• Prompt: Within the entries below, find each line containing the word "Query" and copy it.

• Record set:

════

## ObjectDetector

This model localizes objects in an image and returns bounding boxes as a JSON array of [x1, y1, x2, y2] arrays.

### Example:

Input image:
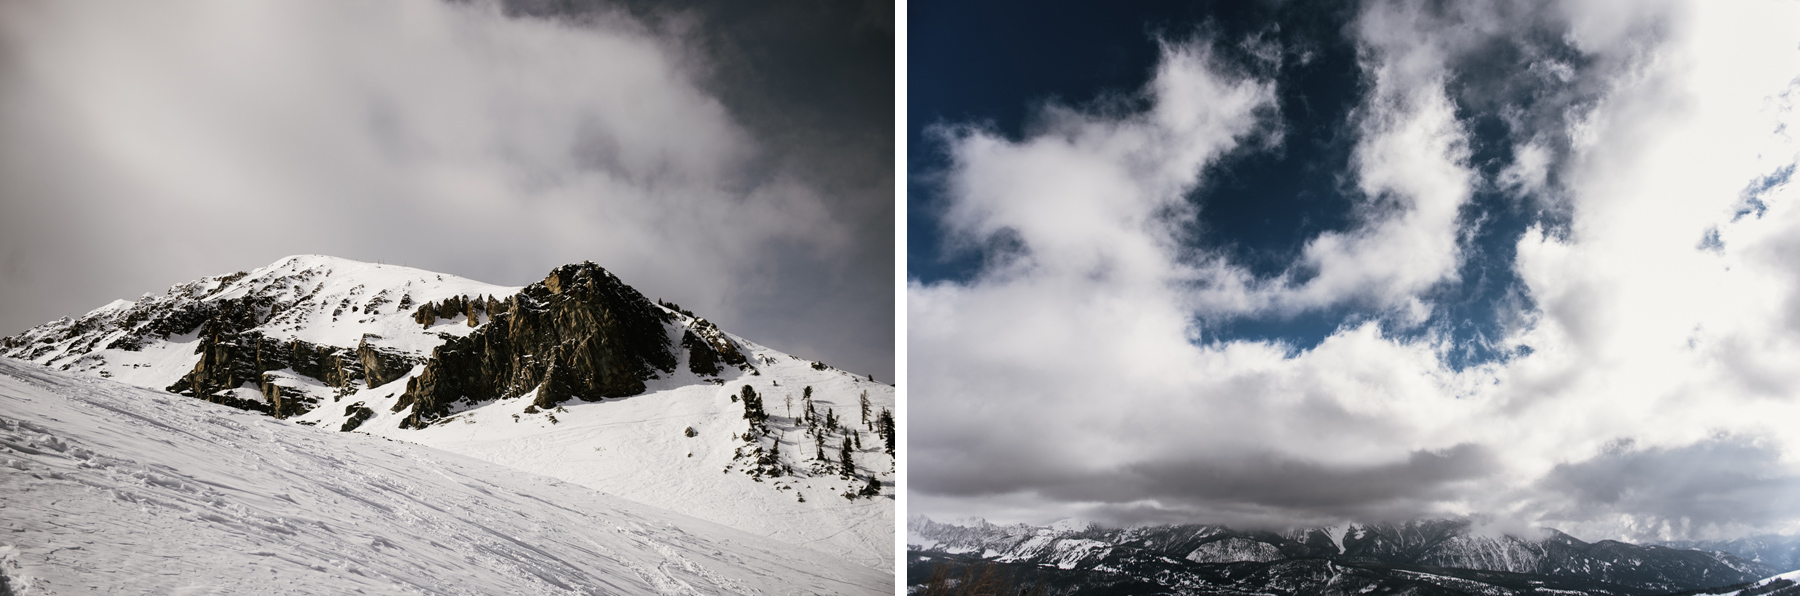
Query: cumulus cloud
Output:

════

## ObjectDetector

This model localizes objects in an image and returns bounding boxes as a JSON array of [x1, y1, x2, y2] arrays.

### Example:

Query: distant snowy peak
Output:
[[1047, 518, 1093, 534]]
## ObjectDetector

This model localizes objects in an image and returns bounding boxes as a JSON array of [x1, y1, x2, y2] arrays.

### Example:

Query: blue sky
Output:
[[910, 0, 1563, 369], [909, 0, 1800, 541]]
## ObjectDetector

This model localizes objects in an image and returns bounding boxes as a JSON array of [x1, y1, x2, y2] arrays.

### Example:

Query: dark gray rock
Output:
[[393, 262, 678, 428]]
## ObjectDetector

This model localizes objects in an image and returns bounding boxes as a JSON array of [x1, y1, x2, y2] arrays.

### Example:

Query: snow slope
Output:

════

• Result for this exercise:
Query: cumulus cloud
Query: distant snowy peak
Query: blue sky
Query: dark gray rock
Query: snow slope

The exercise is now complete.